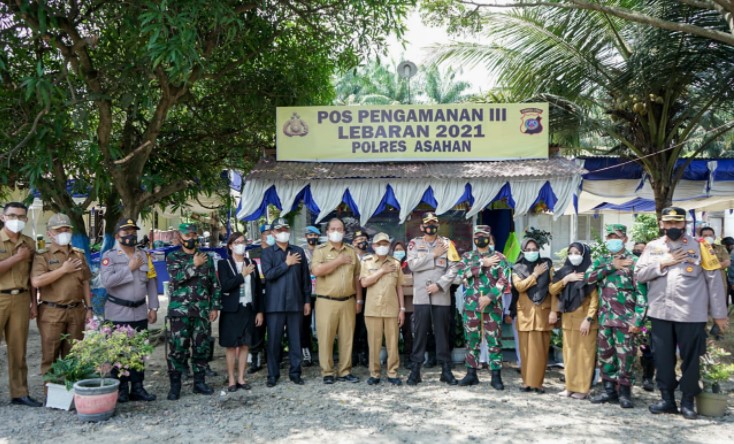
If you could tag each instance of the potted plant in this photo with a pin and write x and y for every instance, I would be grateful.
(106, 348)
(60, 379)
(711, 402)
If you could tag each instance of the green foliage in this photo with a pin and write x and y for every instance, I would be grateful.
(645, 228)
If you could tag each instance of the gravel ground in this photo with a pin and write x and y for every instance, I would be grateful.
(344, 412)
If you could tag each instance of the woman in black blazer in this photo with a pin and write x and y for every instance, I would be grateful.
(242, 293)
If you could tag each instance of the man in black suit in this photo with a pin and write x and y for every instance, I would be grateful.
(287, 300)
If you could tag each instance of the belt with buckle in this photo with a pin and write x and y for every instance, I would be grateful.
(14, 291)
(332, 298)
(64, 306)
(124, 302)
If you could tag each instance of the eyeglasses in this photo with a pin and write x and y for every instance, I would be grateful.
(11, 216)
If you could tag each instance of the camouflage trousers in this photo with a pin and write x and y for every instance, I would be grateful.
(188, 333)
(488, 325)
(616, 354)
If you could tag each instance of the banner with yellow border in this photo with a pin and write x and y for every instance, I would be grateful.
(456, 132)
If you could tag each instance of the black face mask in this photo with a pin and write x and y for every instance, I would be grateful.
(190, 243)
(674, 233)
(129, 240)
(481, 242)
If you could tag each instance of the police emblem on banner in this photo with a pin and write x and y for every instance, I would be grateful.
(531, 121)
(295, 127)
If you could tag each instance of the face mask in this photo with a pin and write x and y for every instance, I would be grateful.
(15, 225)
(614, 245)
(283, 238)
(575, 259)
(336, 236)
(382, 250)
(481, 242)
(431, 229)
(128, 240)
(531, 256)
(63, 239)
(674, 233)
(190, 243)
(238, 249)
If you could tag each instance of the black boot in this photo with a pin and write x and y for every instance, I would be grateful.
(648, 372)
(175, 391)
(609, 395)
(625, 397)
(665, 405)
(470, 378)
(497, 380)
(446, 375)
(200, 385)
(138, 393)
(687, 406)
(415, 374)
(123, 393)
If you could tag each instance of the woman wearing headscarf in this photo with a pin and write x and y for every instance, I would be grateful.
(578, 301)
(533, 303)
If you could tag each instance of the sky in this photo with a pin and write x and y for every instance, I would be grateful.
(418, 40)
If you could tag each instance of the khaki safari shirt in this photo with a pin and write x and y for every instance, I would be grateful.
(382, 300)
(340, 282)
(69, 288)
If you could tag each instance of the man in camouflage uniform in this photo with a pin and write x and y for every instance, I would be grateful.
(622, 307)
(486, 274)
(194, 303)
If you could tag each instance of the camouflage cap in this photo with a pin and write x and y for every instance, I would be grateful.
(673, 214)
(188, 228)
(58, 220)
(618, 229)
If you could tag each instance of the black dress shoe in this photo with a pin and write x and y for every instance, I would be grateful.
(297, 380)
(26, 401)
(348, 378)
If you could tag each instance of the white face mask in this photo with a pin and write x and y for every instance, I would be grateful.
(62, 239)
(382, 250)
(336, 236)
(239, 249)
(15, 225)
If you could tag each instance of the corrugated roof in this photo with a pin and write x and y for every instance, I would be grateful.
(553, 167)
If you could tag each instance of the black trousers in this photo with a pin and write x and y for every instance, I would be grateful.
(135, 375)
(423, 317)
(276, 323)
(690, 338)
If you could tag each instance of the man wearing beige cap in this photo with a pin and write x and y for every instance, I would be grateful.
(62, 276)
(384, 310)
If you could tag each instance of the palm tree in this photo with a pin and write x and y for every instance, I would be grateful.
(655, 96)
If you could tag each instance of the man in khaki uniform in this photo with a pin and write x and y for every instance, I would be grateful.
(384, 311)
(62, 276)
(17, 306)
(338, 299)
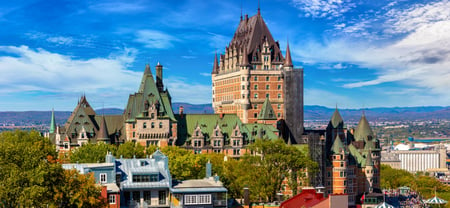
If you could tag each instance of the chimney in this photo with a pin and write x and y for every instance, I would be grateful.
(208, 169)
(181, 111)
(220, 112)
(246, 196)
(159, 82)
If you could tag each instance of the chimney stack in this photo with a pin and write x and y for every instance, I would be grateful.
(159, 82)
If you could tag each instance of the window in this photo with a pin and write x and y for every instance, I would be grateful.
(102, 177)
(197, 199)
(162, 197)
(112, 199)
(145, 178)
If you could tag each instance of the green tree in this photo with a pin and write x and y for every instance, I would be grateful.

━━━━━━━━━━━━━━━━

The response must match the listing exactly, except that pictures are removed.

## FINISHED EXERCISE
If you could tag each instance of the potted plant in this photo with a pin and write x and y for every instance, I would be grateful.
(106, 348)
(60, 379)
(711, 402)
If you could tag each instance of the green foliage in this photo with a pin and write x and y for every instance, I would be grateful.
(645, 228)
If you could tag each instance of the gravel ground in this photo with a pin and write x and y for every instance, I would be grateful.
(344, 412)
If you could tag each instance of the woman in black blazer in this photo with a pin and write x and y for every instance, I would be grateful.
(242, 293)
If you could tag each instance of the man in black suit in this photo with a pin and write x and y for every instance, I would be grateful.
(287, 300)
If you could tag each instance of the belt with buckle in this photo with a pin and write x and y for every instance, I would be grateful.
(14, 291)
(332, 298)
(64, 306)
(124, 302)
If you could tag each instance of the eyeglasses in this photo with a pin and write x and y for every instance, I would be grateful.
(11, 216)
If you could tag each instance of the camouflage trousers in this photo with a pin and write x and y for every instance, I would be grateful.
(188, 333)
(488, 325)
(616, 354)
If you could tag each instance of the banner with yellow border in this photo with a pin and write x and y for every instance, I would be grateful.
(456, 132)
If you could tag each instance of the black face mask in this photo with a pin and write x and y for every instance, I would be grateful.
(190, 243)
(674, 233)
(129, 240)
(481, 242)
If you could tag each instance of the police emblem on banner in this photo with a pin and write x and y for every instance, I would be grateful.
(531, 121)
(295, 127)
If you could tag each instance of the face mask in this photo with a pin and write x and y for every instance, I would be grateful.
(15, 225)
(614, 245)
(283, 238)
(575, 259)
(336, 236)
(382, 250)
(481, 242)
(431, 229)
(128, 240)
(531, 256)
(63, 239)
(674, 233)
(190, 243)
(238, 249)
If you could tag each instance of the black boot in this photo with a pin and write x and y for every instance, I would be grateful.
(648, 372)
(175, 391)
(609, 395)
(625, 397)
(665, 405)
(470, 378)
(497, 380)
(446, 375)
(200, 385)
(138, 393)
(687, 406)
(415, 374)
(123, 393)
If you could tag each instance of the woman wearing headscarf in this photo with a pin and write x and y for every instance, I would be grateful.
(578, 301)
(533, 303)
If you could tag each instance of the sky in this photo with a pin and write x and y for every instance, I would be grateful.
(418, 40)
If you could tag each instance of the khaki safari shirt in this photo with a pin and write x and y for every instance, I would be grateful.
(382, 300)
(340, 282)
(69, 288)
If you could tag each instance of the man in camouflage uniform in this photo with a pin and write x and y for every instance, I would be grateful.
(622, 307)
(486, 274)
(194, 303)
If you could tag each instance of the camouflage cap in this photo with a pin and write x and y for every instance, I would be grateful.
(673, 214)
(188, 228)
(58, 220)
(618, 229)
If you could tag each instance of the black dress shoe in this photo with a pin and write x and y for every instance, I would be grateful.
(297, 380)
(26, 401)
(348, 378)
If you could tag each instance of the white face mask in this photo with a pin and write x and y for every instance, I would be grateful.
(62, 239)
(382, 250)
(336, 236)
(239, 249)
(15, 225)
If you could tag each instance of the corrugated roof in this photo with a pin and write x and y for every instance, I would be grateful.
(553, 167)
If you could tag each instance of the black trousers in this photo with a pin and write x and y for every instance, I would be grateful.
(135, 375)
(423, 317)
(276, 323)
(690, 338)
If you could tag each instance of the man wearing beige cap in this photo with a pin and write x and y for every instance, I would be grateful.
(62, 276)
(384, 310)
If you could tag each instance of the palm tree in this photo with a pin and write x and y for every instance, I would be grateful.
(655, 96)
If you could tag each instance of the man in khaki uniform in this photo with a pin and write x and y for every instance, I would be grateful.
(384, 311)
(62, 276)
(17, 306)
(338, 299)
If you could tag each instance of the chimney in this photo with a pin and write x and y for every instance, I would be grateful.
(208, 169)
(181, 111)
(220, 112)
(246, 196)
(159, 82)
If you could tag each instance of the chimney stack in this photo with a pin and write x and y for every instance, I would be grateful.
(159, 82)
If you could tag each instance of the window in this photo with a pin and write x and y for every instance, I would be grateful.
(102, 177)
(197, 199)
(162, 197)
(112, 199)
(145, 178)
If you could tag each instance of the green tree in this photo with a pin and write x and y for every instance, I would be grateful.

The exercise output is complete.